Prompt = Give back exactly the lines that run from the line containing "Category: concrete floor" through the end of the listing below. Leave out every other line.

Given entries =

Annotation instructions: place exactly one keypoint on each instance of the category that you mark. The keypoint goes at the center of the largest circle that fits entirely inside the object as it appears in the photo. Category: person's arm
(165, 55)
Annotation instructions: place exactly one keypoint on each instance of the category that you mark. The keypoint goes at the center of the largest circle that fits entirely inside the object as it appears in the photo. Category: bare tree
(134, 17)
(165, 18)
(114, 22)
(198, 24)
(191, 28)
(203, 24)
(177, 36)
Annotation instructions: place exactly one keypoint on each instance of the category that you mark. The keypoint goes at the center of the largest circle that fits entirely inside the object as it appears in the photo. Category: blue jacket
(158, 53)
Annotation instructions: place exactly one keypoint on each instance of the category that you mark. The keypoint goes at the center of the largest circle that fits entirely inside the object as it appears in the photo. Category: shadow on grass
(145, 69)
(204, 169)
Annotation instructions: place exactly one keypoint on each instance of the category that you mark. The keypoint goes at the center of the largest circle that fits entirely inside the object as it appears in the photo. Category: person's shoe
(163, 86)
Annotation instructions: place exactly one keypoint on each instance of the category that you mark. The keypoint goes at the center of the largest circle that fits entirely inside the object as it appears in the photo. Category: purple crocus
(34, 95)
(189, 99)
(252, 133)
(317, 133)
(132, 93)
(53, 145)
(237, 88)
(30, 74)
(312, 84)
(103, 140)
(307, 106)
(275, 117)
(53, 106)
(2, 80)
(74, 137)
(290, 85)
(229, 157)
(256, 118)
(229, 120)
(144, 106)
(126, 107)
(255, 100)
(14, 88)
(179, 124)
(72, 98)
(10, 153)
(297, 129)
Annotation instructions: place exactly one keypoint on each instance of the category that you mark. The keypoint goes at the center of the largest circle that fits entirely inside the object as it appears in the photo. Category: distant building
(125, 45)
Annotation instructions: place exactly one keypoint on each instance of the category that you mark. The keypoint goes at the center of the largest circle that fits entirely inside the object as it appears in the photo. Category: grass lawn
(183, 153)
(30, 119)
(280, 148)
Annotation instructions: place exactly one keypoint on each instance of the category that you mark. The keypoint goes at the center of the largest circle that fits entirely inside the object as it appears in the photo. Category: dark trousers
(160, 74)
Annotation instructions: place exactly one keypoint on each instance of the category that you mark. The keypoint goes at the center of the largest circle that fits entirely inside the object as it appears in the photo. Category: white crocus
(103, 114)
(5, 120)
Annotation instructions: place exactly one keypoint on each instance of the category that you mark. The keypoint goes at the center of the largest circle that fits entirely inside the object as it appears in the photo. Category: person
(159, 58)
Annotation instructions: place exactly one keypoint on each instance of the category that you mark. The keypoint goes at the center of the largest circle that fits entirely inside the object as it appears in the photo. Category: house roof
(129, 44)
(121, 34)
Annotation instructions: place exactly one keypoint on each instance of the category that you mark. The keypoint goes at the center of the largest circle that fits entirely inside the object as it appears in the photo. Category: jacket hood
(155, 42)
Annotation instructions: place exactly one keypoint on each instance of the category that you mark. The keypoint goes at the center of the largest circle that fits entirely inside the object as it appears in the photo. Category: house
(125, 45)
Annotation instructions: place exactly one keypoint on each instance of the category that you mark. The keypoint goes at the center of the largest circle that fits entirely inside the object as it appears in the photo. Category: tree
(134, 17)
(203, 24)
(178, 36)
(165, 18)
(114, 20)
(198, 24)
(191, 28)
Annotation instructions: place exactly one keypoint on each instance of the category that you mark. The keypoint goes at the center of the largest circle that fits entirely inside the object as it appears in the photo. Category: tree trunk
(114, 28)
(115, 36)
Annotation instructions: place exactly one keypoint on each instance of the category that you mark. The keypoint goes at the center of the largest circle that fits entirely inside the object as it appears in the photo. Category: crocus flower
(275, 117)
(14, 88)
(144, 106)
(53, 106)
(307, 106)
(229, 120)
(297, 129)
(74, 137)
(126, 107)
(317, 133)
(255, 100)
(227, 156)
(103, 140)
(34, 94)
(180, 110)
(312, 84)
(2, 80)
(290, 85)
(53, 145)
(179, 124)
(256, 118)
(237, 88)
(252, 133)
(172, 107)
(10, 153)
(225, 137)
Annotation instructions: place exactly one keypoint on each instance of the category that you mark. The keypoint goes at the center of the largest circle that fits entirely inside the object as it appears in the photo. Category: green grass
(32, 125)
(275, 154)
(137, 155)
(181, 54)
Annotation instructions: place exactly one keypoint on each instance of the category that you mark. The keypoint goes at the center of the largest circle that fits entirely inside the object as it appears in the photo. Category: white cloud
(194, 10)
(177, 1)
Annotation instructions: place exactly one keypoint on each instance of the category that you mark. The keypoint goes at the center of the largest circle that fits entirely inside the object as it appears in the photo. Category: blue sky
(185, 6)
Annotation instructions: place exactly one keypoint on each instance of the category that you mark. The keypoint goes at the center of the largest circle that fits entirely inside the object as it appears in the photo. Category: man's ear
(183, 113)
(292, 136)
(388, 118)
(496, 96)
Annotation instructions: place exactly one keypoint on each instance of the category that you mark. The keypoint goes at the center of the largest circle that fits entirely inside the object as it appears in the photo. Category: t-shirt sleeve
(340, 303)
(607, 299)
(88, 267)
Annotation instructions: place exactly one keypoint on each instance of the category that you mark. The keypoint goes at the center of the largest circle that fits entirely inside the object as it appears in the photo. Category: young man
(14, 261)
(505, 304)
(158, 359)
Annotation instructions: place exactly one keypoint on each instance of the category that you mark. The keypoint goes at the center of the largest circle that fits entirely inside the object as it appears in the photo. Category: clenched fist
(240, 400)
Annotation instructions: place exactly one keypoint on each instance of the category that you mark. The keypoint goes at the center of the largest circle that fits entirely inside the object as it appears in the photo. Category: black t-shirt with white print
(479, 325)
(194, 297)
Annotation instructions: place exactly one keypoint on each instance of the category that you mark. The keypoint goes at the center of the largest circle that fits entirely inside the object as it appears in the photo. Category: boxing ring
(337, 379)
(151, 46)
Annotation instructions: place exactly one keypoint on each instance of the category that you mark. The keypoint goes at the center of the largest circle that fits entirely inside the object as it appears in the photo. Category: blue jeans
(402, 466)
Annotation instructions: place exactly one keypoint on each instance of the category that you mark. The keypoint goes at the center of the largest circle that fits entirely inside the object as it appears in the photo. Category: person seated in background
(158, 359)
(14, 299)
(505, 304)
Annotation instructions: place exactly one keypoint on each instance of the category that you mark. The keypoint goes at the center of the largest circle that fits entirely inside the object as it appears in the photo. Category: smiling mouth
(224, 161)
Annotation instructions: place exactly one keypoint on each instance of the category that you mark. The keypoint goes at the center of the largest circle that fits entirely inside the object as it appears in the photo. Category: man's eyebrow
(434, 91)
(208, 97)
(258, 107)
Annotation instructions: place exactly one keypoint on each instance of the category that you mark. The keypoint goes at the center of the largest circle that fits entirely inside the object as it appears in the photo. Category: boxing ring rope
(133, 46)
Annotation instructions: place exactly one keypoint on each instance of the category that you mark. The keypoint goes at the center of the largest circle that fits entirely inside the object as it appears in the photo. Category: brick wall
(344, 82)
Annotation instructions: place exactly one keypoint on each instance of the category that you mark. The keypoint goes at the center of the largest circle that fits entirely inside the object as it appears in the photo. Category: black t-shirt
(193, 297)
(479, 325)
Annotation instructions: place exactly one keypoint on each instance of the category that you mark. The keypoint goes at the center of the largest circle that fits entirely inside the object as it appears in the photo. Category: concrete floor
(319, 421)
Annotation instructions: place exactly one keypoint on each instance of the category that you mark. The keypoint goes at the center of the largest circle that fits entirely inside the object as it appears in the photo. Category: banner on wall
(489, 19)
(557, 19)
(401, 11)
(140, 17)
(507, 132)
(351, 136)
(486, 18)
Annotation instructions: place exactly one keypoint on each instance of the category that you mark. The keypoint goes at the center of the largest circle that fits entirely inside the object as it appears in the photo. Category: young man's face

Response =
Annotation instructions: place exactly one keypoint on each instance of the category that you mark. The keypoint goes at the center of the largest circle that fits entirely inside the object as it appears in the photo. Category: concrete floor
(319, 421)
Annotation instructions: place exactly one keypoint on each instance of the category that you mark. The keypoint goes at the center of the largest circle that fits entirely inside the object as it appears in the photo. Category: banner on wall
(489, 19)
(557, 19)
(401, 11)
(140, 17)
(507, 132)
(351, 136)
(486, 18)
Annotation instructions: place exactly one keypoint on each instance of the category that you mark. The keypoint goes at the center of the largest circle that fits entirely inside the object as it appears in the photo. Category: young man's face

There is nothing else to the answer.